Stored data:

========================================

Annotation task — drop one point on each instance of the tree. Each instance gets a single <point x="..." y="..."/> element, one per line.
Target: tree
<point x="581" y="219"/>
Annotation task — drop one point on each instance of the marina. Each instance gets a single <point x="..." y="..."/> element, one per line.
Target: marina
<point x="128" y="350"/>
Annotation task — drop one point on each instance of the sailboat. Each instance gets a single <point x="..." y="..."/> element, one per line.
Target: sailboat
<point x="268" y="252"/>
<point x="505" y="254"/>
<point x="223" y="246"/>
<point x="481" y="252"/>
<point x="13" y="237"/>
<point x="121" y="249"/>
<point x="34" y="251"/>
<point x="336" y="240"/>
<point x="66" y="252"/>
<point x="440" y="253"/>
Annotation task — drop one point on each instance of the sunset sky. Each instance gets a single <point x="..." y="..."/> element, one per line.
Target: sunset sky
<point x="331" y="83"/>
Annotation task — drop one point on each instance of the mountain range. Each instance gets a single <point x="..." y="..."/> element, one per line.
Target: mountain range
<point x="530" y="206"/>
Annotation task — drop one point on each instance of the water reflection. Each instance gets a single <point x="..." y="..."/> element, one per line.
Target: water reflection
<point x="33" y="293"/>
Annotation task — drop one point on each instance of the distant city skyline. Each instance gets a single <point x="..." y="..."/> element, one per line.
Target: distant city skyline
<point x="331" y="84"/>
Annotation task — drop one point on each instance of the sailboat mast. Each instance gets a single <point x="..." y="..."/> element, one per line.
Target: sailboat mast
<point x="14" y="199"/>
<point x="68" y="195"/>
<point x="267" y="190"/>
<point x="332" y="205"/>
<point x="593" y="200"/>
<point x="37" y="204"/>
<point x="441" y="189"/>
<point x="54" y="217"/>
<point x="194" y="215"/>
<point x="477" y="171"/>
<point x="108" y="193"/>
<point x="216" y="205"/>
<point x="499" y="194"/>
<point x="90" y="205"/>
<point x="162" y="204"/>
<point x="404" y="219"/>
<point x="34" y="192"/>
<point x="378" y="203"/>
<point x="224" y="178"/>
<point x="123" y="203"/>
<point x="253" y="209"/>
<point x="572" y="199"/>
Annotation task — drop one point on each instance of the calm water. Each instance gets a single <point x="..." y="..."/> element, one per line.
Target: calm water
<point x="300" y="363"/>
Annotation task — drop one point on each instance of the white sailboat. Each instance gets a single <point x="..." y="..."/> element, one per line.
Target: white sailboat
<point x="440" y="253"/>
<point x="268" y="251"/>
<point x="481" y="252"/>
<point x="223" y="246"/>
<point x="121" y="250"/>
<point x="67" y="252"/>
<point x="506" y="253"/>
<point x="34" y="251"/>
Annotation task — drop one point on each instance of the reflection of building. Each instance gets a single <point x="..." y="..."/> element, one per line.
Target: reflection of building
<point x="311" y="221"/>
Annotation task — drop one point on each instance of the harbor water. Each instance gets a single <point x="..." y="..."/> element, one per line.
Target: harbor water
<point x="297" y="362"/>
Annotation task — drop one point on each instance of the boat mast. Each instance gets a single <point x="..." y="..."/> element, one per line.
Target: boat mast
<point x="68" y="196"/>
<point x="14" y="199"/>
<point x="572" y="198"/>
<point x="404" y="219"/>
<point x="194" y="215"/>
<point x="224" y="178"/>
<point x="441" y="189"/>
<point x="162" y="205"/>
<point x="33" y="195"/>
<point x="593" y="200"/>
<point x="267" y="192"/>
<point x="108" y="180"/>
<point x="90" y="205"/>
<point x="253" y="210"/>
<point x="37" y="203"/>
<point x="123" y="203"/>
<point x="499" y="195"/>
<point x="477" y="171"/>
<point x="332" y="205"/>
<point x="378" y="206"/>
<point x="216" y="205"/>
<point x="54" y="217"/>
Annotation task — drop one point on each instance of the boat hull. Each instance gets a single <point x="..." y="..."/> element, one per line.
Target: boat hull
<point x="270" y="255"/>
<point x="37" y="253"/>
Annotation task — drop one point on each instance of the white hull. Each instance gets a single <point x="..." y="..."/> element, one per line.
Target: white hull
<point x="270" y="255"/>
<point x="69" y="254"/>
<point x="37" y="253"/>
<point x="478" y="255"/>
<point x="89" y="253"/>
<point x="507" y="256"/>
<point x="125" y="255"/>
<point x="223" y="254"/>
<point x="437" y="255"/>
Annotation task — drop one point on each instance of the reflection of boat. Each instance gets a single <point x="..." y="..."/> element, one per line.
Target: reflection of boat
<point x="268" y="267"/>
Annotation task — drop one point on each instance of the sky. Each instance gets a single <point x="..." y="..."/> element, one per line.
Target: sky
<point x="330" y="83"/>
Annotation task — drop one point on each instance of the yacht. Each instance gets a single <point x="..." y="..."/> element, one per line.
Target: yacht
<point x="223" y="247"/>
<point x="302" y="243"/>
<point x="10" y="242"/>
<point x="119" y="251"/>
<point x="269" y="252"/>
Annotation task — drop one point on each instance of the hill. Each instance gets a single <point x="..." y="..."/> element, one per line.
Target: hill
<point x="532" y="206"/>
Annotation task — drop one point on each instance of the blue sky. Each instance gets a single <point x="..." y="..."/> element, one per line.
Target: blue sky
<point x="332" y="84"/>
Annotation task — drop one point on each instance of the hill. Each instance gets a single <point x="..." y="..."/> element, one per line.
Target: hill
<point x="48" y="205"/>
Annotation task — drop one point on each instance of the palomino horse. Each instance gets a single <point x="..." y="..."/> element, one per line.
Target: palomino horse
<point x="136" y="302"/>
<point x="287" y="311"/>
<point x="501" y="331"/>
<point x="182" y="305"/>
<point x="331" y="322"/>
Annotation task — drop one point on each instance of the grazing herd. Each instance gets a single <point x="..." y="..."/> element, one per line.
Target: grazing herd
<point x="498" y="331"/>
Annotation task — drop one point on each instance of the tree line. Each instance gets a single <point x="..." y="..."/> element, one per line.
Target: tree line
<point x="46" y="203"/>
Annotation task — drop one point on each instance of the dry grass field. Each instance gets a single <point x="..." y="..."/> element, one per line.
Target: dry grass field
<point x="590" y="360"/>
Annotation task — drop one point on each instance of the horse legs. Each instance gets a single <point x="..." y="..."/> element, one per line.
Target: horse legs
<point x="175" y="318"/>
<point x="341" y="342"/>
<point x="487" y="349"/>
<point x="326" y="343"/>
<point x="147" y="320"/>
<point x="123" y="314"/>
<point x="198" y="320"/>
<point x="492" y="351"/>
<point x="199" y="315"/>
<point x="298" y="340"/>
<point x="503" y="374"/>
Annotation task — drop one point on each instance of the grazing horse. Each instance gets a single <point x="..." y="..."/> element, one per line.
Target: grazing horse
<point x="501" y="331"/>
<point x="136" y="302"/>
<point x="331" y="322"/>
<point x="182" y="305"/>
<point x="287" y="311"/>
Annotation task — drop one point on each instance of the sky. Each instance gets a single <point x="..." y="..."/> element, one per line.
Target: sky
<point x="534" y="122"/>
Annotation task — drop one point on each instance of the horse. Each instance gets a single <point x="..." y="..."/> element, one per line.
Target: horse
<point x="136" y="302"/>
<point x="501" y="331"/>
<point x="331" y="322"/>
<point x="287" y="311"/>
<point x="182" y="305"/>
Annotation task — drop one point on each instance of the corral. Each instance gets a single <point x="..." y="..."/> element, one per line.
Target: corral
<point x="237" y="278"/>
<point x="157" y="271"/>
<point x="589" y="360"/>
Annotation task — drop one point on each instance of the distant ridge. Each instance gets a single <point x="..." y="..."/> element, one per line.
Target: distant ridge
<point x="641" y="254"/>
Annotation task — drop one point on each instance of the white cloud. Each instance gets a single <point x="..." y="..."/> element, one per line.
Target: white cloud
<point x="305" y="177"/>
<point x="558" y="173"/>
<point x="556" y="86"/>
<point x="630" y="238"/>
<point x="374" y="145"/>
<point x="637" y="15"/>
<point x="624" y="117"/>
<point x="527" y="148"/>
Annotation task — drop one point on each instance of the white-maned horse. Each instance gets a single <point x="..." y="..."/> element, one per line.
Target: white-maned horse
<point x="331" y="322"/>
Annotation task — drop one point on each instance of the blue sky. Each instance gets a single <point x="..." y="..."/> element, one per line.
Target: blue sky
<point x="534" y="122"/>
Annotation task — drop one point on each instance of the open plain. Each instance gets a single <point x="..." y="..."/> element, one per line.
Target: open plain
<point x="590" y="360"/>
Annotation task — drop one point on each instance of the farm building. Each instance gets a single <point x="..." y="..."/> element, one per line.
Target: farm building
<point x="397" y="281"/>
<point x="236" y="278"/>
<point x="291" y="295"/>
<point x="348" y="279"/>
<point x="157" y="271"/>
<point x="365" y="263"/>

========================================

* What is being asked *
Quote exactly what appears from the line containing "of the horse." through the final line of the listing above, including both of those lines.

* Answer to this task *
Annotation task — drop one point on each instance of the horse. Each instance gets a single <point x="..." y="..."/> element, one per line.
Target: horse
<point x="136" y="302"/>
<point x="501" y="331"/>
<point x="331" y="322"/>
<point x="287" y="311"/>
<point x="182" y="305"/>
Annotation task — drop one point on each instance of the corral. Each instance gets a single <point x="..." y="..."/> element, one per line.
Target: corral
<point x="237" y="278"/>
<point x="157" y="271"/>
<point x="589" y="360"/>
Annotation task — drop one point on each instance of the distant ridge. Each instance gets a single <point x="..." y="..."/> element, one per line.
Target: distant ridge
<point x="641" y="254"/>
Annotation task — drop one point on each instance of the white cloud. Each instance gets a single <point x="..." y="..."/> element, one per line.
Target: white cloud
<point x="305" y="177"/>
<point x="558" y="173"/>
<point x="556" y="86"/>
<point x="630" y="238"/>
<point x="374" y="145"/>
<point x="637" y="15"/>
<point x="624" y="117"/>
<point x="527" y="148"/>
Annotation task — drop one point on each instance of the white-maned horse. Each instance gets a single <point x="..." y="..."/> element, one per line.
Target: white-maned horse
<point x="331" y="322"/>
Annotation task — drop one point on each instance of the blue sky. Each instance gets a single <point x="..." y="..."/> element, one per line.
Target: blue sky
<point x="534" y="122"/>
Annotation task — drop one point on each instance of the open plain. Each instance gets a single <point x="..." y="..."/> element, one per line.
Target: open plain
<point x="590" y="360"/>
Annotation task — drop one point on each instance of the farm building. Each instance gets a single <point x="..." y="..."/> element, one per line.
Target: farm building
<point x="397" y="281"/>
<point x="236" y="278"/>
<point x="291" y="295"/>
<point x="348" y="279"/>
<point x="157" y="271"/>
<point x="365" y="263"/>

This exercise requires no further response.